GIVEN DATA:
# # # # #

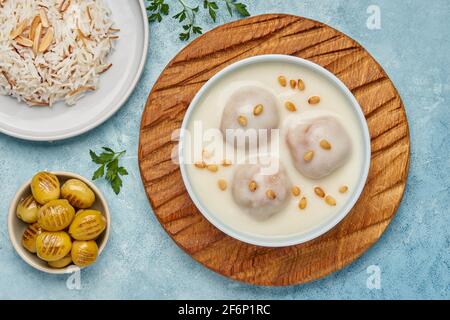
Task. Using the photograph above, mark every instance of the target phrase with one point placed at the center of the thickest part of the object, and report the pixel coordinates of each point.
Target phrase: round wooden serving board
(311, 40)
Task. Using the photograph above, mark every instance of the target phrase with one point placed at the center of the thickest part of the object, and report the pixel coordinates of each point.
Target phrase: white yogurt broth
(291, 220)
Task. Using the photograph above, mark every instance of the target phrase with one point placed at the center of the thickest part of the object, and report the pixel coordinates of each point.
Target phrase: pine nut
(319, 191)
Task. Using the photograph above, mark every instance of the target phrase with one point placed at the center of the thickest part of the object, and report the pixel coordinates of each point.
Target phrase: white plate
(288, 240)
(116, 85)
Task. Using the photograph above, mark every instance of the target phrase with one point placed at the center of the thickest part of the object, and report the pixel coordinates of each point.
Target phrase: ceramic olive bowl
(16, 227)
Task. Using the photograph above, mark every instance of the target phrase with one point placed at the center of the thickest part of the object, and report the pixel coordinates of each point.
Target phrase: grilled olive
(78, 193)
(56, 215)
(45, 187)
(84, 253)
(61, 263)
(87, 225)
(27, 209)
(53, 246)
(29, 237)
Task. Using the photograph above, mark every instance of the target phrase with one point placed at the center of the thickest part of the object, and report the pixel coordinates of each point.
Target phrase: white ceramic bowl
(16, 227)
(62, 121)
(281, 241)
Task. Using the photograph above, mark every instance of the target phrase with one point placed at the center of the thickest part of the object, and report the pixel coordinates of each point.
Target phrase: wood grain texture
(269, 34)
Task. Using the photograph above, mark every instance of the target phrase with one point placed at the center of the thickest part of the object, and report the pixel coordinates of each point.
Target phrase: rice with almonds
(53, 50)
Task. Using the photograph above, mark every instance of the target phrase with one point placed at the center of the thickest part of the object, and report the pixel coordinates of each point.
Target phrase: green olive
(27, 209)
(56, 215)
(84, 253)
(53, 246)
(29, 237)
(61, 263)
(78, 193)
(45, 187)
(87, 225)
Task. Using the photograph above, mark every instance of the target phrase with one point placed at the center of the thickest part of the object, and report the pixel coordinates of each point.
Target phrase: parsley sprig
(187, 15)
(109, 160)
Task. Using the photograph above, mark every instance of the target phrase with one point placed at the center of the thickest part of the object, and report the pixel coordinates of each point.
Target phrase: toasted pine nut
(270, 194)
(252, 186)
(303, 203)
(200, 165)
(308, 156)
(293, 84)
(222, 183)
(290, 106)
(282, 81)
(213, 167)
(295, 191)
(314, 100)
(319, 191)
(242, 121)
(330, 200)
(258, 109)
(325, 144)
(301, 85)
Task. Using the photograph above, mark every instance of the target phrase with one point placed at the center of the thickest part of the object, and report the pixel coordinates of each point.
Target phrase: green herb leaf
(187, 15)
(99, 173)
(109, 160)
(116, 184)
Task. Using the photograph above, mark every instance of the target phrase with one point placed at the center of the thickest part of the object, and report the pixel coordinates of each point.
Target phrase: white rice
(72, 64)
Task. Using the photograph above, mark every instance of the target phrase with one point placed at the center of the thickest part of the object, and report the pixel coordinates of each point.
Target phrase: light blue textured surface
(142, 262)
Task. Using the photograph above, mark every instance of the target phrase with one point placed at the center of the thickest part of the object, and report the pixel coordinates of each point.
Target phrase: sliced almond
(271, 194)
(64, 5)
(222, 183)
(200, 165)
(10, 81)
(37, 38)
(319, 191)
(213, 167)
(80, 89)
(301, 84)
(308, 156)
(295, 191)
(18, 30)
(34, 103)
(282, 81)
(103, 68)
(293, 84)
(46, 40)
(314, 100)
(258, 109)
(34, 25)
(330, 200)
(303, 203)
(24, 42)
(206, 154)
(290, 106)
(324, 144)
(44, 19)
(242, 121)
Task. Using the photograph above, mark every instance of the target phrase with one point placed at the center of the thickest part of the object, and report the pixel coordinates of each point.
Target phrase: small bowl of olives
(59, 220)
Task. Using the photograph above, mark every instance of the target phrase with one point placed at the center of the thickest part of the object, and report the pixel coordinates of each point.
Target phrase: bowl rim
(291, 239)
(12, 218)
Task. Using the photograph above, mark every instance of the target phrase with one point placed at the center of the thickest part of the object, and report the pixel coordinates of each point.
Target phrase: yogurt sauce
(291, 220)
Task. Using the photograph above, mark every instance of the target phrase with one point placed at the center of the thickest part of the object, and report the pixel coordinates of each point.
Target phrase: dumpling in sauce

# # # # #

REQUIREMENT: Copy every line of the data word for word, omitting the images.

EXERCISE RESPONSE:
Task. Using the photograph above, mark every instance of the target phrase with one point placed at the center of the thickest part of the object, and report the pixel coordinates of each point.
Target phrase: round wooden serving board
(311, 40)
Task. Using the photograph above, mark every instance of the target phrase with one point placed at the center of the thickest part of the object, and report the pixel coordinates of each point.
Target phrase: white yogurt broth
(291, 220)
Task. Using the photograph above, mark every instance of the target phrase with one point placed at the center of the thickest part of the object, and report the pixel coordinates of each point.
Target phrase: pine nut
(319, 191)
Task. Using the photograph above, mark every instance of the target phrase with one point placed at the center of the thickest part of the object, and report the pixel coordinates of each point.
Target phrase: white plate
(288, 240)
(116, 85)
Task. Using the photograph above, mark every instance of the target phrase with one point placed at the center of the thickest part of the object, and report the pixel coordinates of each point.
Target phrase: ceramic olive bowl
(16, 227)
Task. Using the photograph above, mark every instance of the target phrase with one point placed at the center of the thickest part of the object, and report the pixel coordinates of each point.
Target phrase: grilled olive
(78, 193)
(56, 215)
(45, 187)
(84, 253)
(61, 263)
(87, 225)
(27, 209)
(53, 246)
(29, 237)
Task. Using the photograph above, mark every instance of the target phrase with one point placed at the center of the thickest part of the object, and report the pixel coordinates of each point.
Target phrase: white ceramic bowl
(16, 227)
(62, 121)
(281, 241)
Task. Using the photograph above, mark every instance of the target phrase with one point placed at the center of the thickest part of the object, and report the pixel coordinates of each point.
Target phrase: wood grain texture
(269, 34)
Task. Using the photograph above, mark every instance of the target phrase with one point placed at the center of the thickest part of the object, and report the pixel coordinates of each point.
Target phrase: rice with almonds
(53, 50)
Task. Using the photograph above, mark every instance of the target phrase with one point placed at the center of the thickest part of the object, and report the pixel coordinates of each point.
Target phrase: green olive
(27, 209)
(56, 215)
(84, 253)
(53, 246)
(29, 237)
(61, 263)
(78, 193)
(45, 187)
(87, 225)
Task. Using the photograph above, mark every instance of the target phrase with one point placed at the center of the thickest part of the object, and report the pixel coordinates of each point.
Target phrase: parsley sprig
(187, 15)
(109, 160)
Task. Using the photograph above, mark every instance of the target phrase with one point placed at the center of the thickest part of the object, and report the pixel coordinates of each point.
Target phrase: toasted pine nut
(270, 194)
(252, 186)
(303, 203)
(200, 165)
(308, 156)
(293, 84)
(222, 183)
(290, 106)
(282, 81)
(213, 167)
(295, 191)
(314, 100)
(319, 191)
(242, 121)
(330, 200)
(258, 109)
(325, 144)
(301, 85)
Task. Using the photograph above, mark every instance of the target phrase with one point placed at the center of the thickest part of the object, and report the pixel coordinates of each point.
Target phrase: green herb leaf
(187, 15)
(99, 173)
(109, 160)
(116, 184)
Task. Using the photograph above, mark every instance of the target phrase with one point placed at the center of the thickest part of the object, and report the pixel coordinates of each point.
Target phrase: white rice
(72, 64)
Task. Using the photograph above, mark every instance of the target phrase with one point placed at the center of the thickest part of the object, and report the pixel coordinates of each point.
Target phrase: light blue textured surface
(142, 262)
Task. Using the photograph above, mark every instance of the target phrase with one point placed at the center of the thickest part of the object, and report the pixel coordinates of each point.
Target phrase: sliced almond
(271, 194)
(64, 5)
(222, 183)
(200, 165)
(10, 81)
(37, 38)
(319, 191)
(213, 167)
(80, 89)
(301, 84)
(308, 156)
(295, 191)
(18, 30)
(34, 103)
(282, 81)
(103, 68)
(293, 84)
(46, 40)
(314, 100)
(258, 109)
(34, 25)
(330, 200)
(303, 203)
(24, 42)
(206, 154)
(290, 106)
(324, 144)
(44, 19)
(242, 121)
Task. Using the photograph above, mark every instance of the target phrase with one point placed at the center of the thickest part of the object, and report the pixel coordinates of each point.
Target phrase: small bowl of olives
(59, 220)
Task. Using the photograph above, mark every instance of the target phrase with one point placed at the center of the thickest part of the object, and report the pixel coordinates of each point.
Target phrase: bowl rim
(291, 239)
(12, 218)
Task. Using the photograph above, mark every instance of the target phrase with one point placed at the center of the thickest part of the object, and report the pixel coordinates of each point.
Target phrase: yogurt sauce
(291, 220)
Task. Using the photograph above, mark every instance of the target phrase with one point placed at the center of the thickest part of the object, and report the pixel coordinates of each point.
Target phrase: dumpling in sauce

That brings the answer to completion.